►
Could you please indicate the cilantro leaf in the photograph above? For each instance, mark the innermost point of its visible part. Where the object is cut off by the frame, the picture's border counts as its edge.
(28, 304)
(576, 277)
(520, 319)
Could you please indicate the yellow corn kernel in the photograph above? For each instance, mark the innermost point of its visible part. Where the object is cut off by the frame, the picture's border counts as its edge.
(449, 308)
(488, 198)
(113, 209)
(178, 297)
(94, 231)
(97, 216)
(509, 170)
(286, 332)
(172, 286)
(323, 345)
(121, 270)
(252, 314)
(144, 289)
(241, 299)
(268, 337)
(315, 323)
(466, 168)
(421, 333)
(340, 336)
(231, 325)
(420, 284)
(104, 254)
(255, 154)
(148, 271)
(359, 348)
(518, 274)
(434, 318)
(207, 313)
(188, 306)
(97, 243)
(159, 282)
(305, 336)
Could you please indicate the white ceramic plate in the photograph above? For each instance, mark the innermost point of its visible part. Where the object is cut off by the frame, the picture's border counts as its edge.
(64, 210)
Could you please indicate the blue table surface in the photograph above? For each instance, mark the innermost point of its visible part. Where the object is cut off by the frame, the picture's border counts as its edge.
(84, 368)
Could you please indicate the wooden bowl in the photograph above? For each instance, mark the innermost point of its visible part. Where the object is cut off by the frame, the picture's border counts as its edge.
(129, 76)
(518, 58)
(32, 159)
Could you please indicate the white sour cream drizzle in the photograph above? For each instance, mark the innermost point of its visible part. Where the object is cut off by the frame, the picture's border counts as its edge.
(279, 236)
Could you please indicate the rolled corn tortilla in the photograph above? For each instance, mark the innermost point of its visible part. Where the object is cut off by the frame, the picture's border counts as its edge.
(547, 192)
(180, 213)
◄
[Problem to solve]: Taking care to miss no line, set down the whole listing above exactly.

[Output for this task]:
Could you please indicate the cilantro leaf in the photograph above? For each instance, mark the innermost point of its visible part. Where the object is cut off by the frame, the picture's border counts as its edge.
(28, 304)
(576, 277)
(520, 319)
Could you please indicate the yellow corn kernel in the photograph above? For each instance, mark the innermost point of its visible part. Where the object is cut off by the frame, the picture's border counts as its edge.
(449, 308)
(488, 198)
(113, 209)
(178, 297)
(94, 231)
(97, 216)
(509, 170)
(286, 332)
(172, 286)
(323, 345)
(121, 270)
(252, 314)
(144, 289)
(241, 299)
(268, 337)
(315, 323)
(466, 168)
(421, 333)
(340, 336)
(231, 325)
(420, 284)
(104, 254)
(255, 154)
(148, 271)
(359, 348)
(518, 274)
(434, 318)
(207, 313)
(188, 306)
(97, 243)
(159, 282)
(305, 336)
Could you please indicate the white ceramic plate in the photograph above? For each instance, mark the innermost point of its visible part. Where the object is cut off by the frame, the picture's border counts as its edge.
(64, 210)
Could you please indicate the blue table surface in the photograph above? For each instance, mark the innermost point of its visible part. Where the object is cut off by the frame, the picture's border counts as its edge.
(84, 368)
Could you please indicate the wooden bowl in the photograph above? For each instance, mark the innermost point of its visible part. Where the object is cut off by the frame, the picture's border counts as its edge.
(129, 76)
(518, 58)
(32, 159)
Could you please indicate the white sour cream drizzle in the photograph above? For each instance, mark the innermost point of its visible part. Where the object is cut off by the frame, the picture's border counts as its edge.
(279, 236)
Could you please indicate the rolled corn tortilla in the photograph above? For each instance, mark the innermost point of its visible part. Where the object is cut off by the frame, the picture's border counts as its edge.
(547, 192)
(180, 213)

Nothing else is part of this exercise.